(Segmentation dataset excerpts)
● ● ● ●
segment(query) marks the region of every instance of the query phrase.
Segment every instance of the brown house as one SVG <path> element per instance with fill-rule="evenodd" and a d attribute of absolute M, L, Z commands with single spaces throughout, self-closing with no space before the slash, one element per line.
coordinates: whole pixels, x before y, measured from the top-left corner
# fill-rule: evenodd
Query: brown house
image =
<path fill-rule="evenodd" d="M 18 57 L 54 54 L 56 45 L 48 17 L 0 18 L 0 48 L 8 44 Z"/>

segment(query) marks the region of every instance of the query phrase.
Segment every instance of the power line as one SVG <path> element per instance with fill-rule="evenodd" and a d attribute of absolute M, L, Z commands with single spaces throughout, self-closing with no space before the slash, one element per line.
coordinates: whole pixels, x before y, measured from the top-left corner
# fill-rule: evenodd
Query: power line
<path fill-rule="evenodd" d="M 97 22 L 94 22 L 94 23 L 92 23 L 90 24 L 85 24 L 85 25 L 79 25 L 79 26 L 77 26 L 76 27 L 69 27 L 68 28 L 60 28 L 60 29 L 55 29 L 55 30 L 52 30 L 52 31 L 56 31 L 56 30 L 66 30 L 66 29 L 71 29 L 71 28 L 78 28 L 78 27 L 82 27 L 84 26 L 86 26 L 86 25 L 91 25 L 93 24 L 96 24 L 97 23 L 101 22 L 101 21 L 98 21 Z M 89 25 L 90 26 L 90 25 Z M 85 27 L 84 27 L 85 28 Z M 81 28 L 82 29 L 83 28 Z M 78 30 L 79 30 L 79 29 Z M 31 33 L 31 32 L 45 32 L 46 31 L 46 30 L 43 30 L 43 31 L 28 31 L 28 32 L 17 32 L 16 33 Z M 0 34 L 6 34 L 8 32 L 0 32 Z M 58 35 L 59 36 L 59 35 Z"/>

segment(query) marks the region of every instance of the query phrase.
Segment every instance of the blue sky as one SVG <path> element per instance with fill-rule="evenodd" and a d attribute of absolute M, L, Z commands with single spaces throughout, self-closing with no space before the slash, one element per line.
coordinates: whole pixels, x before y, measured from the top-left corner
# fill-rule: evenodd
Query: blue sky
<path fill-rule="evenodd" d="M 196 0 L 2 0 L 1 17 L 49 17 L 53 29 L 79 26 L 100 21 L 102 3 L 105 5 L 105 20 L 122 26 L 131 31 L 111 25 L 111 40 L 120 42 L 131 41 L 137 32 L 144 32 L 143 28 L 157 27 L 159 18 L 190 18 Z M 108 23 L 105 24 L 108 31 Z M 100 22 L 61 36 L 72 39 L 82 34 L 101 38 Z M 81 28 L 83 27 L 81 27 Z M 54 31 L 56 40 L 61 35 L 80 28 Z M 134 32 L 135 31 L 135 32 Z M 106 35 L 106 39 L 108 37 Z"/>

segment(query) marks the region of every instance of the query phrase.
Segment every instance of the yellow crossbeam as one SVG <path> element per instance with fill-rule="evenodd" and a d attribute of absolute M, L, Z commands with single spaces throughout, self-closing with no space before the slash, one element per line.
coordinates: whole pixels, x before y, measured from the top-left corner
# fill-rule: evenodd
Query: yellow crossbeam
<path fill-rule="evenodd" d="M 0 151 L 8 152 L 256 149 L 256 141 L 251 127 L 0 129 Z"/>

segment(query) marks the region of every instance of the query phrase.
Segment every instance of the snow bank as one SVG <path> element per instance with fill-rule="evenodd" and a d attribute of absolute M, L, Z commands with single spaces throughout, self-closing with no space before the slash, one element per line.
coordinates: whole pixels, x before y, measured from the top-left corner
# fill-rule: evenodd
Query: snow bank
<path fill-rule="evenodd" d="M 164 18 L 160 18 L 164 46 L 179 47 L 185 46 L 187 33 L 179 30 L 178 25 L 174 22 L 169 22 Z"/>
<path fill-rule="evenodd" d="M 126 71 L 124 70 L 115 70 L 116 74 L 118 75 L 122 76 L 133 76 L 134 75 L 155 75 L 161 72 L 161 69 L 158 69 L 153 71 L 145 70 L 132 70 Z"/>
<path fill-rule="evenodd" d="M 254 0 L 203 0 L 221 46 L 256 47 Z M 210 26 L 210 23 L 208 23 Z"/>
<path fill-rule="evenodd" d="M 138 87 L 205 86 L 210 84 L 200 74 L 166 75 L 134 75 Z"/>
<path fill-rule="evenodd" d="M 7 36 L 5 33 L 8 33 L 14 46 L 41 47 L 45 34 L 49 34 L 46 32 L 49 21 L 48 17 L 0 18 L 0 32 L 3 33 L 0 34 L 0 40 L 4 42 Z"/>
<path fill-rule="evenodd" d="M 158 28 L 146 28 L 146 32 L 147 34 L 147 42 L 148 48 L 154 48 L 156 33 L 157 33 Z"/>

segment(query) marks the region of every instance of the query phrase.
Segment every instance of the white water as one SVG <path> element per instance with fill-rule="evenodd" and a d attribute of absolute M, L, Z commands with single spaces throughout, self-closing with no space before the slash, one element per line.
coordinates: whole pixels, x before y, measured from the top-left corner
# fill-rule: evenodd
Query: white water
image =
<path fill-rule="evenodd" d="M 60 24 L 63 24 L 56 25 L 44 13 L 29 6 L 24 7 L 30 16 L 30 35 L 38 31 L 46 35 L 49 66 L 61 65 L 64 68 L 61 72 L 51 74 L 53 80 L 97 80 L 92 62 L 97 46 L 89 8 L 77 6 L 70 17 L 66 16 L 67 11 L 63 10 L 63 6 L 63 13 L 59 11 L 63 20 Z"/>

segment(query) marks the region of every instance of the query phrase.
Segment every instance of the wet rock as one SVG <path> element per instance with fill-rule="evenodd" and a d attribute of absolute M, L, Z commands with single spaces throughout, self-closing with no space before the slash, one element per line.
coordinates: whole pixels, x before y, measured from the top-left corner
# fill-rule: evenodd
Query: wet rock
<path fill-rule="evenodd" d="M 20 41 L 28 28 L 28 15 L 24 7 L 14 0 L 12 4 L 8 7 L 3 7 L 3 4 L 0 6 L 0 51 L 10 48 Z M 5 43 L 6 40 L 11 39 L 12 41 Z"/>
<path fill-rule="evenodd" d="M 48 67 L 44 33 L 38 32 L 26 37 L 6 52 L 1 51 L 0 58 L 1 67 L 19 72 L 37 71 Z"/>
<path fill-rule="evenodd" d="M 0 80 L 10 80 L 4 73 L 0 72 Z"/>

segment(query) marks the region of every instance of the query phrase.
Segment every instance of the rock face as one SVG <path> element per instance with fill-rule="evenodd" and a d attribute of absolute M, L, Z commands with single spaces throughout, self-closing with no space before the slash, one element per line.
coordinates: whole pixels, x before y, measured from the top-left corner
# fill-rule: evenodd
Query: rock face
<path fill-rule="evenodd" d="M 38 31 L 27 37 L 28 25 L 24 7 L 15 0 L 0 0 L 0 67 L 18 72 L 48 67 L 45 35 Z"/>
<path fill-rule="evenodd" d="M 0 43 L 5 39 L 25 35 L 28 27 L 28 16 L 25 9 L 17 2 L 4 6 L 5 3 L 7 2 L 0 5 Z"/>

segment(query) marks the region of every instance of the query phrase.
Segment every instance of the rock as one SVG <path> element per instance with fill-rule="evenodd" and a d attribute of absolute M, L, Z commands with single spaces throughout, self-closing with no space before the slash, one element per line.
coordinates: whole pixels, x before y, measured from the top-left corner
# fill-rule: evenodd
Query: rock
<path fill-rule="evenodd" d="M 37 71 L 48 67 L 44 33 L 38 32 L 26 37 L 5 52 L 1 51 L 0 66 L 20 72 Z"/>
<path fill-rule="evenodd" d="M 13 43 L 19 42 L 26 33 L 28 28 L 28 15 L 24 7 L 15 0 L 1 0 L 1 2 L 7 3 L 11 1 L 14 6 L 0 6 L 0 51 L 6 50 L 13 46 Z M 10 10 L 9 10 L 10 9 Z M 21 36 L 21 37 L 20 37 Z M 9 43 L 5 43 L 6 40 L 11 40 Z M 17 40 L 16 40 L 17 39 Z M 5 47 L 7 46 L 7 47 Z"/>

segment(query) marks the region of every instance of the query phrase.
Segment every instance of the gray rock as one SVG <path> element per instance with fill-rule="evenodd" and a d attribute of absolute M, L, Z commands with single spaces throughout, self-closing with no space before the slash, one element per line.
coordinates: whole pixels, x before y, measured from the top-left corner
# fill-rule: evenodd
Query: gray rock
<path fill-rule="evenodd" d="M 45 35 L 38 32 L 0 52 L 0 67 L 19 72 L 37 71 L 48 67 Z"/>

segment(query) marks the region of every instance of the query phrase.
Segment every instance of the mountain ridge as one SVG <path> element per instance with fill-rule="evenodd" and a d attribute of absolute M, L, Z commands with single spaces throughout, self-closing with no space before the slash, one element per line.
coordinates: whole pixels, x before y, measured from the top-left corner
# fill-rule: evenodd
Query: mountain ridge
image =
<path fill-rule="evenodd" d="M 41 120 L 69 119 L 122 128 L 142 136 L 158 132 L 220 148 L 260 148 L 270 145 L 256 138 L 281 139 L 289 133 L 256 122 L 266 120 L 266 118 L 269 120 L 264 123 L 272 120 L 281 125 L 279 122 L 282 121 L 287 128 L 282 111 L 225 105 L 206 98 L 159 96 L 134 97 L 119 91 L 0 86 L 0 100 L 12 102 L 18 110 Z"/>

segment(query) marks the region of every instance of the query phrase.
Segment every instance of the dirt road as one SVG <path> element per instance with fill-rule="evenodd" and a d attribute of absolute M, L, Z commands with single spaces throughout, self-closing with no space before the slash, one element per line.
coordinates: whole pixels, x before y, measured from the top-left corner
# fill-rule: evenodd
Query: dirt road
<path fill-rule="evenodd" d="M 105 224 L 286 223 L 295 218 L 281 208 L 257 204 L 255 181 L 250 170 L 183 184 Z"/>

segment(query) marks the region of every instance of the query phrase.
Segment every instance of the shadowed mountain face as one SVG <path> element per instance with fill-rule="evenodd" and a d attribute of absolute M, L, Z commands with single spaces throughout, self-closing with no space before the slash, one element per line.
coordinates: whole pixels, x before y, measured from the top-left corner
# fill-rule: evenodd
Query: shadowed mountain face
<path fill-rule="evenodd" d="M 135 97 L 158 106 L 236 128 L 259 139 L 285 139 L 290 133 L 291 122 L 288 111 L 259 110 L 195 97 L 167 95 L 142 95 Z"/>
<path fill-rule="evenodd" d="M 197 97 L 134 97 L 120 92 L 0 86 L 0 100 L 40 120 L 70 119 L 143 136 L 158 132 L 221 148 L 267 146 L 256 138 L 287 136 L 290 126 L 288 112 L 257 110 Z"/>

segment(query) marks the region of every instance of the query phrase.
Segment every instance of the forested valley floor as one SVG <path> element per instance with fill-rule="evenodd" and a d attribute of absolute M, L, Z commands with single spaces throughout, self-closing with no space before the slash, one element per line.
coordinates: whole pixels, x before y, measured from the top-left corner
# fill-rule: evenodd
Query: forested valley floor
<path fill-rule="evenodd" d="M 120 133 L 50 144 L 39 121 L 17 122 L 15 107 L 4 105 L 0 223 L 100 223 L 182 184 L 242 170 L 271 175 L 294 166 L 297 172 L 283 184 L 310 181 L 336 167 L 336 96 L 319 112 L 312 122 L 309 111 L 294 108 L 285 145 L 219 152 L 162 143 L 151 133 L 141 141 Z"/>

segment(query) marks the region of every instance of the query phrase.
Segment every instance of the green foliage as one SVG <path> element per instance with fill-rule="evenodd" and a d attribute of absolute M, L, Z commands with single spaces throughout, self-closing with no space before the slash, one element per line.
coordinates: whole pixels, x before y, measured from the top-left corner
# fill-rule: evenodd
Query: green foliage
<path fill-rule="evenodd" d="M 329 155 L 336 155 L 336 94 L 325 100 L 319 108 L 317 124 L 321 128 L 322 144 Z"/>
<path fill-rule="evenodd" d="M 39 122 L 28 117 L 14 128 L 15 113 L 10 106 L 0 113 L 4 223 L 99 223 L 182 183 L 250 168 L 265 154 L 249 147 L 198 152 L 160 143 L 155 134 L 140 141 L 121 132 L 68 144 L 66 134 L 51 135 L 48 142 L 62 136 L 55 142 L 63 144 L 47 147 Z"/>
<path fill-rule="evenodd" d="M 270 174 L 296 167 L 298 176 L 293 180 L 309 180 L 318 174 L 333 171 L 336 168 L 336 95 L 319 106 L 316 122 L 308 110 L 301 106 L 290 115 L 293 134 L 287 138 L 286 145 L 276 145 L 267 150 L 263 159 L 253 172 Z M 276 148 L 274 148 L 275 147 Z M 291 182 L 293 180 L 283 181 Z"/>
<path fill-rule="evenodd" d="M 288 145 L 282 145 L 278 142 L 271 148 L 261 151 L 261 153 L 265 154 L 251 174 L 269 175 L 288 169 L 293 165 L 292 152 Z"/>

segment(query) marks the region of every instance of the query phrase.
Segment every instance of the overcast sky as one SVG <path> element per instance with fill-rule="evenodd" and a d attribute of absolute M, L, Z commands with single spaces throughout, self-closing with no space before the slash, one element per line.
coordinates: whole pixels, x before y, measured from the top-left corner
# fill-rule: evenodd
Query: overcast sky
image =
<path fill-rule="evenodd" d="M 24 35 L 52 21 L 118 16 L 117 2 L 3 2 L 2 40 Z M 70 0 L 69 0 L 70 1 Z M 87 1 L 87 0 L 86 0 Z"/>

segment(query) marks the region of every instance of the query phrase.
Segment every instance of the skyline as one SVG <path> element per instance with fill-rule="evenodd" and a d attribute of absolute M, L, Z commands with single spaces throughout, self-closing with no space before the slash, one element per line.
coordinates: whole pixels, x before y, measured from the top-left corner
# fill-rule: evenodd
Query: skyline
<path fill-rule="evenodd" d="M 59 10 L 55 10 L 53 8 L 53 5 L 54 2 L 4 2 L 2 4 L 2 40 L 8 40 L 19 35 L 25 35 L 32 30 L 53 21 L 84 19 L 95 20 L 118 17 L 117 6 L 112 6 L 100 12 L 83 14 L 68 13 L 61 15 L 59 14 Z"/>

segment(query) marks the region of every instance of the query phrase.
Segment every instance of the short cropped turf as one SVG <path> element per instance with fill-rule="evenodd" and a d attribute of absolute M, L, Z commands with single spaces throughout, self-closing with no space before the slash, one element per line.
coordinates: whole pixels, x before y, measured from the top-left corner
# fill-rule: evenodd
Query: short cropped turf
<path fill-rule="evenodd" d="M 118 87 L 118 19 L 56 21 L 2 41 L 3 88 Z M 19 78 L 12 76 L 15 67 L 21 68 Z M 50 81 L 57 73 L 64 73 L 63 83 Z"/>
● ● ● ●
**WHAT YOU ARE ASKED TO DO**
Please list every line in the listing above that contains the word "short", copying each line in full.

**COMPLETE OUTPUT**
Segment every instance of the short cropped turf as one SVG <path> element per instance with fill-rule="evenodd" and a d attribute of absolute M, L, Z commands with single spaces throughout, self-closing with no space before the slash, one element per line.
Query: short cropped turf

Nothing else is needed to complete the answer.